#### 练习要求:
1 – 关于生成器的文本中有一句“但是，可以用comprehension生成generator。”，它译成英文是什么？
2 – 按照关于生成器的文本，为什么没有元组（tuple）对应的comprehension？
3 – 请原样重新写出关于生成器的文本中的一段，从“查看前面所有的软件版本，但是”起，到“in releases )”止。

没有元组（tuple）对应的comprehension，因为immutable（初始化之后无法变换）

但是，可以用comprehension生成generator。

In [None]:
# generators are more efficient, only compute when calling next() function, saves memory
# example: comparing efficiency between generators and lists
import time

t0 = time.time()
for i in range(int(1e7)):
    pass
print('It takes {} seconds to loop generators!'.format(time.time()-t0))


t0 = time.time()
for i in list(range(int(1e7))):
    pass
print('It takes {} seconds to loop list!'.format(time.time()-t0))


t0 = time.time()
big_lst = list(range(int(1e7)))
for i in big_lst:
    pass
print('It takes {} seconds to loop created list!'.format(time.time()-t0))


### 例5. "生成器推导式"
查看前面所有的软件版本，但是要求变成生成器，但是依次返回元组（tuple）**模拟online streaming**

In [None]:
print(releases)

In [None]:
# no generator for tuples but has syntax for generators
release_gen = ( r for r in releases )
print(type(release_gen))

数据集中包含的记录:
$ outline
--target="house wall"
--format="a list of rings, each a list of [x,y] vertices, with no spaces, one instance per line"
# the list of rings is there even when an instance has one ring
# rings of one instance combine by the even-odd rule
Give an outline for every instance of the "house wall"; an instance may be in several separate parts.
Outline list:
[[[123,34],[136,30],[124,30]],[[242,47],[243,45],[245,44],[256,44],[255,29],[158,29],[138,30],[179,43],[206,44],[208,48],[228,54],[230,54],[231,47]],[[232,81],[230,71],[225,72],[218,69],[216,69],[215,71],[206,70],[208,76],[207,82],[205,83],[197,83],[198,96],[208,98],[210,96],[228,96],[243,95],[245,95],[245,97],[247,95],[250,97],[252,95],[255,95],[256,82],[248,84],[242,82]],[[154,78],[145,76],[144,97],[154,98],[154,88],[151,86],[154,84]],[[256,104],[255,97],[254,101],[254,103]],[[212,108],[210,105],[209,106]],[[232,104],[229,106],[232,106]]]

* * *

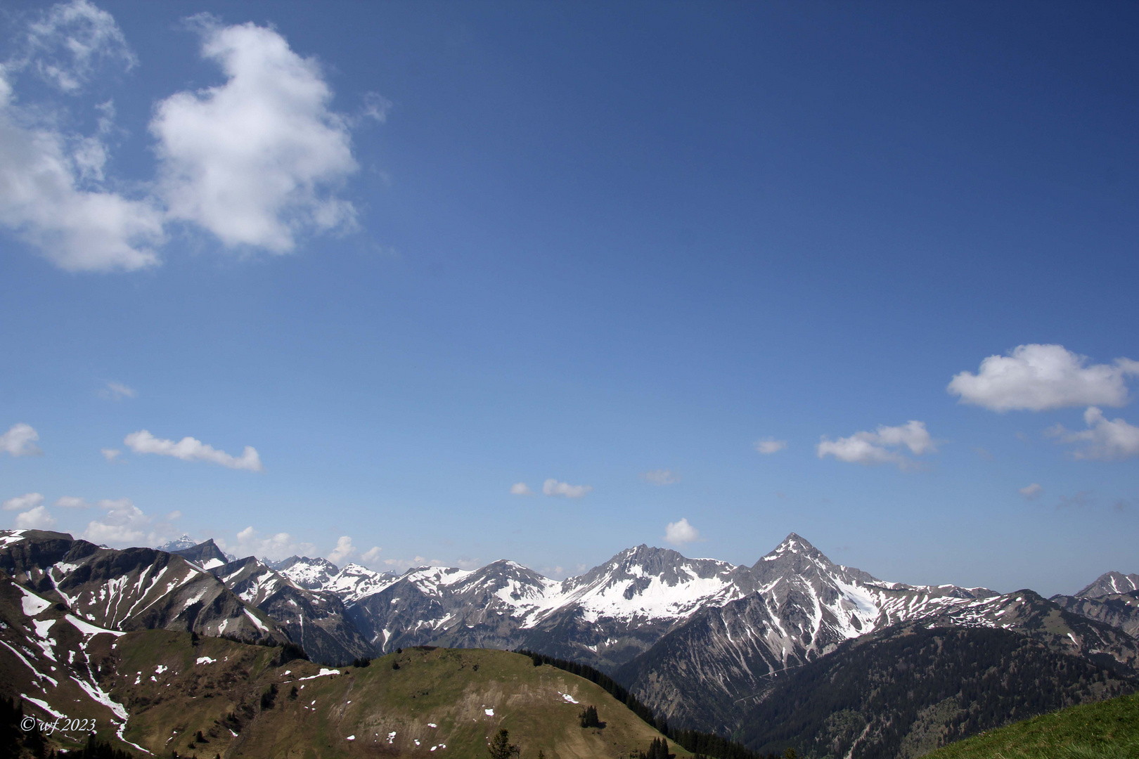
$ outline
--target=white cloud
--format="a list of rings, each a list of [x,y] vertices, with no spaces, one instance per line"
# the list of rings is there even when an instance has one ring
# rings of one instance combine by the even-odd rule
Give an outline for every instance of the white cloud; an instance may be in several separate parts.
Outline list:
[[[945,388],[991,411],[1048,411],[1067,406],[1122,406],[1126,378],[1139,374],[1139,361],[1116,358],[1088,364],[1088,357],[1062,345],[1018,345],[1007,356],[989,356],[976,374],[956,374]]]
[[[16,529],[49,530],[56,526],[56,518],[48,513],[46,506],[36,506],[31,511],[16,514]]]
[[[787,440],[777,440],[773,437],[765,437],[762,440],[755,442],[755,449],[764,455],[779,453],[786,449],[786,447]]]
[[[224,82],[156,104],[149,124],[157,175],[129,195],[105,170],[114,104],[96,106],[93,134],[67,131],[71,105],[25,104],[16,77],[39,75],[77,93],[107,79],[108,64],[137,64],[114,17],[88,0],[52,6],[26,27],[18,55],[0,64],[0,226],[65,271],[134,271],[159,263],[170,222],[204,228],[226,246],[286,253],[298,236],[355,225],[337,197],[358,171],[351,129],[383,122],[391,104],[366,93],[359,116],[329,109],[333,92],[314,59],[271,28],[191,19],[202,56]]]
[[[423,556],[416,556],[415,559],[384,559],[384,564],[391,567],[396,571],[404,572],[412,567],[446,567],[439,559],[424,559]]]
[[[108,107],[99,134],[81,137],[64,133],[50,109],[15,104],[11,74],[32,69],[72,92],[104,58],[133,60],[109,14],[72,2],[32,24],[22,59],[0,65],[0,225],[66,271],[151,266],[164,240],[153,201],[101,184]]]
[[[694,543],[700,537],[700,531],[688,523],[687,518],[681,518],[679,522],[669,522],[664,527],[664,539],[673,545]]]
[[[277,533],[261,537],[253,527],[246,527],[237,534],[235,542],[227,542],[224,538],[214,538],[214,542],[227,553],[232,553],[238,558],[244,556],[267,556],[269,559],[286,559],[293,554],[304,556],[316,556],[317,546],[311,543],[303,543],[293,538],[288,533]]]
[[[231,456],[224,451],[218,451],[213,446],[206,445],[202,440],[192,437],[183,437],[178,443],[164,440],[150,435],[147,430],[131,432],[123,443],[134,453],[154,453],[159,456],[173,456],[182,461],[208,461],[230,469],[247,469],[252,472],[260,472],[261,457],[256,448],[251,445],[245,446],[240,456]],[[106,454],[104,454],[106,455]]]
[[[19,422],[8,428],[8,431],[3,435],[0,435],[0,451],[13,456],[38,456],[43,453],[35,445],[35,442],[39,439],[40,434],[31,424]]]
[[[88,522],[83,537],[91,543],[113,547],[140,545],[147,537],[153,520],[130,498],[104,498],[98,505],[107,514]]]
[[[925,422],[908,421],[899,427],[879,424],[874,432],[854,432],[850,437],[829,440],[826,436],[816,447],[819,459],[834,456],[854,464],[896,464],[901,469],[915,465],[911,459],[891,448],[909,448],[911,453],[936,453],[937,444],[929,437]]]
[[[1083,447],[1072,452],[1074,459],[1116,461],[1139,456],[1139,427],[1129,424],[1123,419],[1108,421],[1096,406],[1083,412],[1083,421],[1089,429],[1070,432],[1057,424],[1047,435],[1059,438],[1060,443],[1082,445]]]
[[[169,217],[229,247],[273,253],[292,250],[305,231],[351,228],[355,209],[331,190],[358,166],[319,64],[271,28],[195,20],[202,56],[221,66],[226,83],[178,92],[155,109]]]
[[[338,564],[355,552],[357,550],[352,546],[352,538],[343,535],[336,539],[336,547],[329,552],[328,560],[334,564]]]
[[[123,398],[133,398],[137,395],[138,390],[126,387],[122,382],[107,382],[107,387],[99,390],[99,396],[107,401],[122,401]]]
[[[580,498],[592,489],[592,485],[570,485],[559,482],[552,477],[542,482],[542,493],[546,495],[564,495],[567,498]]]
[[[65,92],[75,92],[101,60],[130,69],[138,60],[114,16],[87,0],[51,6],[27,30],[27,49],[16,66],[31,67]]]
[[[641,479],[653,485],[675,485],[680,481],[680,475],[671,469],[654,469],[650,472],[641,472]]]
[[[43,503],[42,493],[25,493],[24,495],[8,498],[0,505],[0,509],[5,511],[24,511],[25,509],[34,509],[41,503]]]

#### 参考答案:
1 – However, comprehensions can be used to create generators.

2 – 因为元组是immutable的，初始化之后无法变换。

3 –
查看前面所有的软件版本，但是要求变成生成器，但是依次返回元组（tuple）**模拟online streaming**

In [None]:
print(releases)

In [None]:
# no generator for tuples but has syntax for generators
release_gen = ( r for r in releases )